Communications, Electrical, Electronic, Energy, Information, Postal, Plumbing and Allied Services Union of Australia v Ausgrid Management Pty Ltd

Case

[2021] FWC 3023

4 JUNE 2021

No judgment structure available for this case.

[2021] FWC 3023
FAIR WORK COMMISSION

DECISION


Fair Work Act 2009

s.437 - Application for a protected action ballot order

Communications, Electrical, Electronic, Energy, Information, Postal, Plumbing and Allied Services Union of Australia
v
Ausgrid Management Pty Ltd
(B2021/357)

COMMISSIONER CAMBRIDGE

SYDNEY, 4 JUNE 2021

Proposed protected action ballot of employees of Ausgrid Management Pty Ltd.

[1] On 24 May 2021, the Communications, Electrical, Electronic, Energy, Information, Postal, Plumbing and Allied Services Union of Australia (CEPU), made an application for a Protected Action Ballot Order (PABO). The application was made pursuant to section 437 of the Fair Work Act 2009 (the Act). The application was made in respect of members of the CEPU who are employees of Ausgrid Management Pty Ltd (the employer) whose employment is to be regulated by a proposed agreement to replace the Ausgrid Enterprise Agreement 2018.

[2] The application seeks a ballot of employees of the employer who are members of the CEPU who would be covered by a proposed enterprise agreement. The application was supplemented with the Statutory Declaration of Darran Miller (the Statutory Declaration) dated 24 May 2021. In summary, the Statutory Declaration provided information about events involving attempts made by the CEPU to reach agreement with the employer on the terms of a proposed enterprise agreement.

[3] The Fair Work Commission (the Commission) received correspondence dated 26 May 2021, from lawyers acting for the employer advising that the employer opposed the application for a PABO. Consequently, the application has been the subject of a Hearing before the Commission held at Sydney on 28 May 2021, and today, 4 June 2021, at which time the following appearances were recorded:

Mr P Boncardo, Counselappearedfor CEPU;

Mr A Morris from Ashurst Australia appeared for the employer.

[4] The determination of this matter is primarily governed by the provisions of section 443 of the Act. Section 443 is in the following terms:

“443 When the FWC must make a protected action ballot order

(1) The FWC must make a protected action ballot order in relation to a proposed enterprise agreement if:

(a) an application has been made under section 437; and

(b) the FWC is satisfied that each applicant has been, and is, genuinely trying to reach an agreement with the employer of the employees who are to be balloted.

_DATA BLOCK_
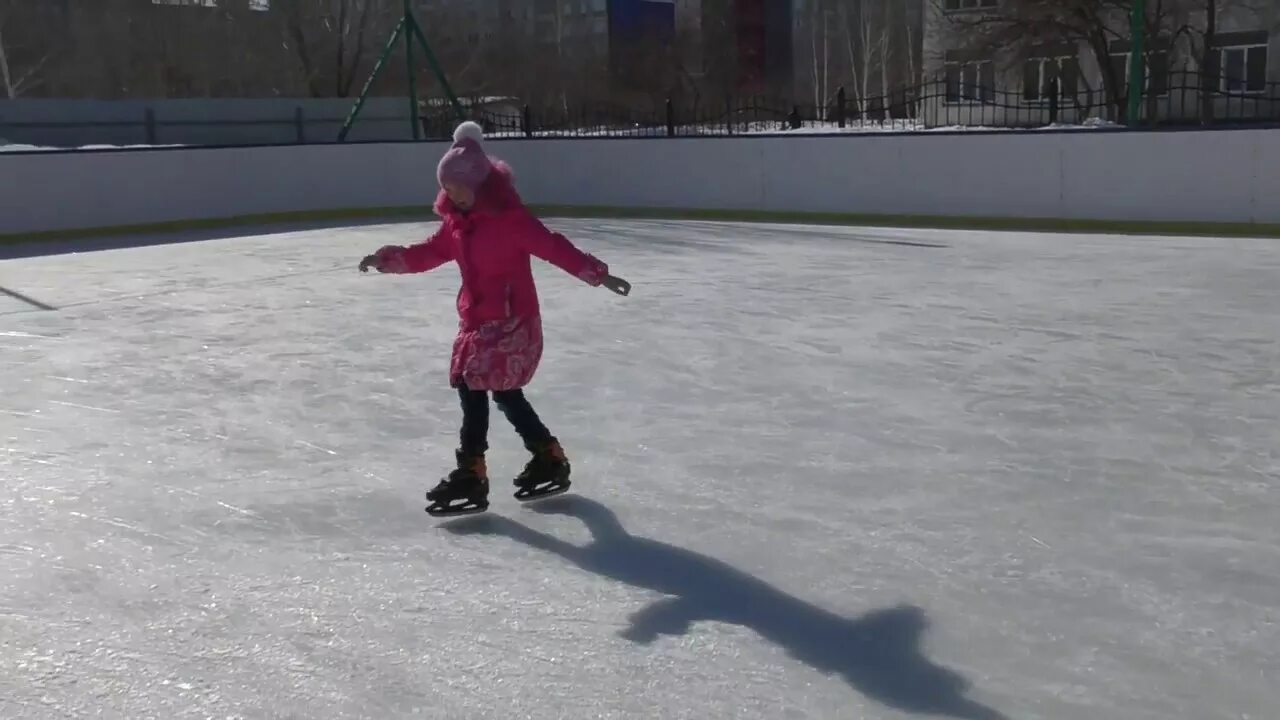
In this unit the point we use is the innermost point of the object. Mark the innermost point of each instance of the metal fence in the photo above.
(1174, 99)
(1178, 99)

_OBJECTIVE_
Answer these questions from the Fair Work Commission decision above.
1. Which agreement is the proposed enterprise agreement meant to replace?
2. What date is on the correspondence in which the employer's lawyers said the employer opposed the application?
3. Who appeared for the employer at the hearing?

_ANSWER BELOW_
1. The Ausgrid Enterprise Agreement 2018.
2. 26 May 2021.
3. Mr A Morris from Ashurst Australia.